Source material >>

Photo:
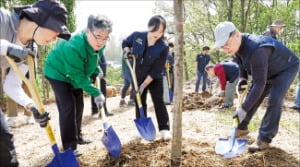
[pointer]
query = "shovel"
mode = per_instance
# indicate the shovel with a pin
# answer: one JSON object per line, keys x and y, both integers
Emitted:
{"x": 169, "y": 83}
{"x": 232, "y": 147}
{"x": 144, "y": 124}
{"x": 110, "y": 138}
{"x": 66, "y": 158}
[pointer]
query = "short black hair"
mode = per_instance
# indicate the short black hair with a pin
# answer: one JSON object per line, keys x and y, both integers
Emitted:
{"x": 155, "y": 22}
{"x": 209, "y": 66}
{"x": 205, "y": 48}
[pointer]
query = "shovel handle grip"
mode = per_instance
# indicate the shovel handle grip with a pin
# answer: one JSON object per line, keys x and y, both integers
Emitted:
{"x": 31, "y": 84}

Task >> Rewrite all of the lines above as a numbered list, skipping any blank lines and leaving the pictures out.

Result of this task >>
1. Photo:
2. [pointer]
3. query = "shovel"
4. mode = per_instance
5. # indicate the shovel with a pin
6. # answer: one JSON object per line, keys x and y, both integers
7. Emitted:
8. {"x": 169, "y": 83}
9. {"x": 232, "y": 147}
10. {"x": 144, "y": 124}
11. {"x": 110, "y": 138}
12. {"x": 66, "y": 158}
13. [pointer]
14. query = "short black hair"
15. mode = per_instance
16. # indicate the short black hair with a pin
17. # answer: one JSON object per line, keys x and y, both integers
18. Emitted:
19. {"x": 155, "y": 22}
20. {"x": 209, "y": 66}
21. {"x": 205, "y": 48}
22. [pointer]
23. query = "shovel handle grip"
24. mode = per_instance
25. # indicate the shovel handle grip with a pin
26. # answer: one JSON object per line, keys x and y, both integers
27. Emitted:
28. {"x": 31, "y": 84}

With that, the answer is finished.